**Source text**
During the debate on Obamacare, Republicans relentlessly tried to explain that offering a government subsidized healthcare plan would eventually lead to employers dropping private healthcare coverage for their employees because, well…they can just sign up for the federally subsidized plan.  Democrats in Congress denied this, of course, and the White House charged that this scenario was just another Republican scare tactic.


Well, it appears that very scenario is playing out in Massachusetts-the great American experiment in government-provided healthcare.  The Boston Globe explains


The relentlessly rising cost of health insurance is prompting some small Massachusetts companies to drop coverage for their workers and encourage them to sign up for state-subsidized care instead, a trend that, some analysts say, could eventually weigh heavily on the state’s already-stressed budget.

Since April 1, the date many insurance contracts are renewed for small businesses, the owners of about 90 small companies terminated their insurance plans with Braintree-based broker Jeff Rich and indicated in a follow-up survey that they were relying on publicly-funded insurance for their employees.

**Exercise instructions**
(a) In the text on Massachusetts health coverage, about how many small companies ended their insurance plans with broker Jeff Rich since April 1?
(b) Using the text on Massachusetts health coverage, explain why some small companies in the state are dropping coverage for their workers.
(c) Carry on the text on Massachusetts health coverage from its last sentence.
The records have no connection to the text on Massachusetts health coverage.

**Source data**
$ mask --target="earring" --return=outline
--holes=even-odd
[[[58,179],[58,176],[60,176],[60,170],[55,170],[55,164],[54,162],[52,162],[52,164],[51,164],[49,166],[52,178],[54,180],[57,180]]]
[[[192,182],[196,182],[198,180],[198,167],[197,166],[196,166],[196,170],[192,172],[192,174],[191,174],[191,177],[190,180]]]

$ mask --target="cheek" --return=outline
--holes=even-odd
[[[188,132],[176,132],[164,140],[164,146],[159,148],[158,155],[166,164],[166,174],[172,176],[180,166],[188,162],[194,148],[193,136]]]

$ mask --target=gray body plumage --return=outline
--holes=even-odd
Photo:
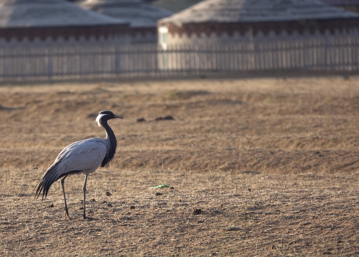
[[[94,171],[104,159],[109,144],[107,139],[92,138],[65,147],[40,179],[37,197],[42,191],[42,198],[46,198],[52,183],[66,175],[88,175]]]
[[[104,139],[94,138],[81,140],[73,143],[64,148],[56,157],[53,163],[40,179],[36,185],[37,188],[35,197],[38,198],[42,192],[42,199],[44,197],[46,198],[51,185],[62,178],[61,182],[65,208],[68,217],[64,180],[69,175],[84,174],[86,176],[84,184],[83,215],[84,218],[85,218],[85,201],[87,176],[96,170],[100,165],[104,167],[108,164],[116,153],[117,145],[116,137],[107,122],[108,120],[115,118],[123,118],[115,115],[109,111],[100,112],[96,121],[99,126],[103,127],[106,131],[106,138]]]

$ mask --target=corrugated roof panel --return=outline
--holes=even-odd
[[[359,18],[319,0],[205,0],[159,23],[263,22]]]
[[[126,23],[64,0],[1,0],[0,28],[116,25]]]
[[[173,14],[140,0],[87,0],[79,3],[85,9],[129,23],[132,27],[153,27],[157,21]]]

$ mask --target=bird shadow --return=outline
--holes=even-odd
[[[13,110],[21,110],[25,109],[26,107],[6,107],[1,105],[0,105],[0,111],[4,110],[4,111],[13,111]]]

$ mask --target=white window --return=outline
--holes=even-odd
[[[168,29],[167,27],[160,27],[158,28],[158,42],[162,49],[167,49],[167,42]]]

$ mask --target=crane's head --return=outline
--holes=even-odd
[[[101,127],[101,124],[104,121],[107,121],[109,120],[118,118],[120,119],[123,118],[123,117],[117,116],[111,111],[101,111],[99,113],[95,121],[97,122],[99,127]]]

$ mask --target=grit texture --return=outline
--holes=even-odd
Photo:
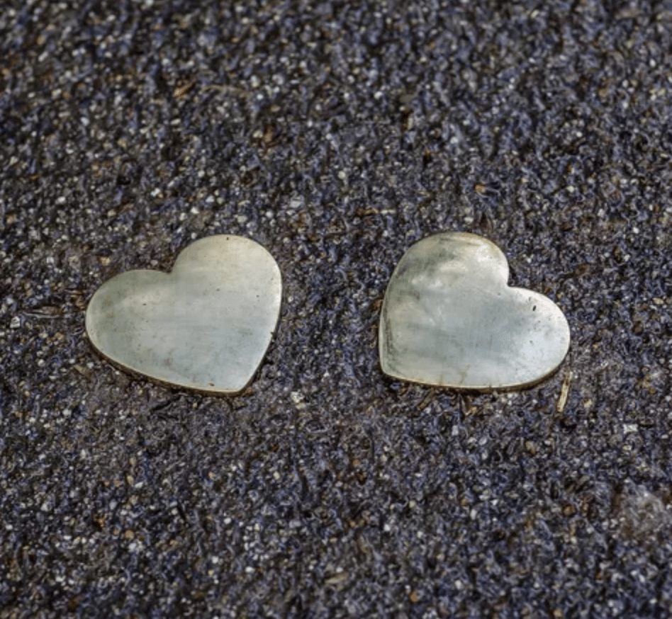
[[[669,616],[671,50],[668,1],[4,0],[0,618]],[[565,312],[554,376],[381,373],[451,230]],[[283,276],[246,392],[95,352],[223,233]]]

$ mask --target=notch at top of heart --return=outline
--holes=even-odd
[[[130,271],[106,282],[86,331],[116,365],[157,382],[233,394],[252,380],[277,324],[281,276],[273,256],[242,237],[201,239],[170,273]]]
[[[524,387],[551,373],[569,348],[567,320],[547,297],[508,280],[504,254],[476,234],[444,232],[413,245],[383,301],[383,371],[479,390]]]

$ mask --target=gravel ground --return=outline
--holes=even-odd
[[[0,617],[669,616],[671,50],[669,1],[4,0]],[[553,377],[381,373],[448,230],[565,312]],[[220,233],[283,273],[250,388],[103,360],[96,289]]]

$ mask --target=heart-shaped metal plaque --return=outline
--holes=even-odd
[[[550,299],[507,285],[493,243],[446,232],[413,245],[397,265],[381,310],[383,371],[439,387],[532,385],[569,348],[569,326]]]
[[[123,369],[235,393],[271,342],[281,289],[277,263],[258,243],[208,237],[184,249],[170,273],[130,271],[103,284],[86,310],[86,332]]]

**Results by task**
(a) About 90 small companies ended their plans.

(b) The rising cost of health insurance is pushing some small Massachusetts companies to drop coverage. They encourage their workers to sign up for state-subsidized care instead.

(c)
…insurance brokers say the pace of terminations has picked up considerably since then among small companies, of which there are thousands in Massachusetts. Many of these companies – restaurants, day-care centers, hair salons, and retail shops – typically pay such low wages that their workers qualify for state-subsidized health insurance when their employers drop their plans. 


Robert Samuelson discusses the quagmire that is the Massachusetts healthcare system in a thoughtful (and by thoughtful, I mean I’m now full of depressing thoughts) op-ed in today’s Washington Post.  After detailing the bare-knuckle fights officials in Massachusetts have had in order to control healthcare costs, (a fight that largely has been lost), Samuelson warns that the same cost control measure that failed there will fail on the federal level: 


Similar forces will define Obamacare. Even if its modest measures to restrain costs succeed — which seems unlikely — the effect on overall spending would be slight. The system’s fundamental incentives won’t change. The lesson from Massachusetts is that genuine cost control is avoided because it’s so politically difficult. It means curbing the incomes of doctors, hospitals and other providers. They object. To encourage “accountable care organizations” would limit consumer choice of doctors and hospitals. That’s unpopular. Spending restrictions, whether imposed by regulation or “global payments,” raise the specter of essential care denied. Also unpopular.  

Obama dodged the tough issues in favor of grandstanding. Imitating Patrick, he’s already denouncing insurers’ rates, as if that would solve the spending problem. What’s occurring in Massachusetts is the plausible future: Unchecked health spending shapes government priorities and inflates budget deficits and taxes, with small health gains. And they call this “reform”?